Selection >>

= = = =

Whilst we can watch some of these transitory dynamics develop and begin to resolve themselves, the1Q stumble reveals deeper weaknesses which cannot be resolved so quickly.
Those weaknesses show up when we subject the US economy in 1Q to a Dupont-style breakdown in an attempt to identify factors affecting growth, return on capital and cashflow.
The core problem is that there is more to worry about than merely 1Q’s stagnant topline growth (nominal GDP was stagnant). In addition, the first quarter saw stagnation in the previously-improving terms of trade, and an unexpected and unwelcome return to deleveraging strategies.
The result is that even though household savings rates and tallies rose, the private sector savings surplus for the economy as a whole almost certainly sank into deficit in 1Q. This is an unexpected result which strongly indicates that corporate profits must have been hit hard during 1Q, with asset turns, margins and leverage all contributing to a fall in return on capital. And whilst one should certainly expect some topline relief in 2Q, there seems no good reason to expect either a further boost to terms of trade, or an early willingness to change leveraging/deleveraging behaviour. The logical conclusion from that is that the current weakness in the capital goods cycle is unlikely to reverse sharply in the near future, and consequently that the business cycle is similarly unlikely to bounce in the near future. At present, consensus expects a rebound to 3.1% annualized growth in 2Q: the risk to that consensus, I’m afraid, is probably on the downside.
Let us look at these components one by one.
ROC and Capital Stock. The 1Q stumble has, of course, hurt the ROC directional indicator (generated by expressing GDP as a flow of income generated by a stock of fixed capital, with that stock estimated by depreciating gross fixed capital formation over a 10yr period). That downturn has now lasted two quarters, which is the longest fall since the financial crisis. Despite this, the indicator remains at historically very high levels (better than anything achieved in the 1990s) and capital stock growth is still extremely muted at just 2.6% yoy. The current deterioration is only a modest decline from a propitious starting point, so unlikely by itself to be sufficient to be itself the cause of further deterioration.
This does not necessarily point to a new slowdown in the capex cycle since a) there is usually a lag between the downturn in the return on capital indicator and a clear downturn in investment spending and b) the ROC indicator remains at historically very high levels. However, this two-quarter fall in the ROC indicator is consistent with the uninterrupted decline decline in capital goods orders seen since August.
For labour, the data makes easier reading: in yoy terms, the number of employees rose 2.3% yoy and real GDP rose 3% yoy, so output per worker rose 0.7% yoy in real terms. Perhaps surprisingly, this is the highest yoy rise since 4Q13. With capital per worker rising 0.4% yoy, output per worker adjusted for changes in capital per worker still showed a rise of 0.3% yoy. This is hardly inspiring, but is probably sufficiently positive to maintain positive momentum in labour markets.
The rise in output per worker has been running ahead of capital per worker now almost uninterruptedly since 2010. However, it is worth noting that even now capital per worker also rose 0.2% qoq and 0.4% yoy, which is the highest it has been since the Great Recession. In the immediate future, this combination of rising output per worker (deflated by capital per worker) and (probably) still rising capital per worker is likely to sustain both labour markets.

= = = =

Exercise input >>
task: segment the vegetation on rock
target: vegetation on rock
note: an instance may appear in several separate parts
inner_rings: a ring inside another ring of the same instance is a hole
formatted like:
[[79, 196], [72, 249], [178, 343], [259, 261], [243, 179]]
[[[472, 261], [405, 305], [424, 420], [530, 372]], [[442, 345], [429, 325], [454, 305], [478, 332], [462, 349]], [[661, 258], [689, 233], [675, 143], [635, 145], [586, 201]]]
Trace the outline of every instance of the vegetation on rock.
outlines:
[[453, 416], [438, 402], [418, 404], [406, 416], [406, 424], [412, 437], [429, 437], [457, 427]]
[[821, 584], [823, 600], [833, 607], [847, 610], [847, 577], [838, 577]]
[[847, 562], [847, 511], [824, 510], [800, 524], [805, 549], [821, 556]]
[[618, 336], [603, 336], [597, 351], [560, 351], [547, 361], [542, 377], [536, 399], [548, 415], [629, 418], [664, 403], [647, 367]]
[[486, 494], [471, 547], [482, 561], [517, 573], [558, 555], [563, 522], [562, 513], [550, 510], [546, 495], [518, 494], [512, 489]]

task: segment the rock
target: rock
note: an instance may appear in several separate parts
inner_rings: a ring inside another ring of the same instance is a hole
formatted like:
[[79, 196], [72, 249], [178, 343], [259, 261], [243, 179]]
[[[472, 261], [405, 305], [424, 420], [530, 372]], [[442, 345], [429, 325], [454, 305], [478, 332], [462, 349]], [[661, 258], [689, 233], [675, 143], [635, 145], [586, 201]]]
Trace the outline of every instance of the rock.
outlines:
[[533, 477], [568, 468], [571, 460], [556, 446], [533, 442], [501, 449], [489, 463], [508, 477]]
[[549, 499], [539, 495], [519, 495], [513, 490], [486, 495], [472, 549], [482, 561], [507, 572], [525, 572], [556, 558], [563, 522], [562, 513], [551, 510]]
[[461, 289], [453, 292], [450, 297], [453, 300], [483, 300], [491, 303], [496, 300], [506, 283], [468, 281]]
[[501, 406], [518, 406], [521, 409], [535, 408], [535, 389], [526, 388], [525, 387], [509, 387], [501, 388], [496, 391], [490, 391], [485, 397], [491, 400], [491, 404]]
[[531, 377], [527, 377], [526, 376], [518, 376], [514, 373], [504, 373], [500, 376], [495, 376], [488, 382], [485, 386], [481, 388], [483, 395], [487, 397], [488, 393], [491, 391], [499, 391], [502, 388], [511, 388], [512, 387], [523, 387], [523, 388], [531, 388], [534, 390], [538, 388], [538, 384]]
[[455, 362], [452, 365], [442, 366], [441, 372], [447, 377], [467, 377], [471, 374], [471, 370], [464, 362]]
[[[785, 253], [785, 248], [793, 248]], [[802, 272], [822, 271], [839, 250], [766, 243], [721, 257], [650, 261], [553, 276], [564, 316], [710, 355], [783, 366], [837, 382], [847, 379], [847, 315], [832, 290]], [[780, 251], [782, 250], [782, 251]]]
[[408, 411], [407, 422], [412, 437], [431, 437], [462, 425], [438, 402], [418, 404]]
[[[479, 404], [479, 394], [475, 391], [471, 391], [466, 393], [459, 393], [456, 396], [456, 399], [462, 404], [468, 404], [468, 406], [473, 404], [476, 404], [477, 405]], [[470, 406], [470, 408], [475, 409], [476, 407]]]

= = = =

Tasks >>
1. Duplicate the part of the commentary on the US economy between "Whilst we can" and "to deleveraging strategies.", inclusive.
2. Format the lines of the records between the line holding "task: segment the rock" and the line holding "513], [551, 510]]", inclusive, as a numbered list, omitting any blank lines.

Answers for the exercise >>
1.
Whilst we can watch some of these transitory dynamics develop and begin to resolve themselves, the1Q stumble reveals deeper weaknesses which cannot be resolved so quickly.
Those weaknesses show up when we subject the US economy in 1Q to a Dupont-style breakdown in an attempt to identify factors affecting growth, return on capital and cashflow.
The core problem is that there is more to worry about than merely 1Q’s stagnant topline growth (nominal GDP was stagnant). In addition, the first quarter saw stagnation in the previously-improving terms of trade, and an unexpected and unwelcome return to deleveraging strategies.

2.
1. task: segment the rock
2. target: rock
3. note: an instance may appear in several separate parts
4. inner_rings: a ring inside another ring of the same instance is a hole
5. formatted like:
6. [[79, 196], [72, 249], [178, 343], [259, 261], [243, 179]]
7. [[[472, 261], [405, 305], [424, 420], [530, 372]], [[442, 345], [429, 325], [454, 305], [478, 332], [462, 349]], [[661, 258], [689, 233], [675, 143], [635, 145], [586, 201]]]
8. Trace the outline of every instance of the rock.
9. outlines:
10. [[533, 477], [568, 468], [571, 460], [556, 446], [533, 442], [501, 449], [489, 463], [508, 477]]
11. [[549, 499], [539, 495], [519, 495], [513, 490], [486, 495], [472, 549], [482, 561], [507, 572], [525, 572], [556, 558], [563, 522], [562, 513], [551, 510]]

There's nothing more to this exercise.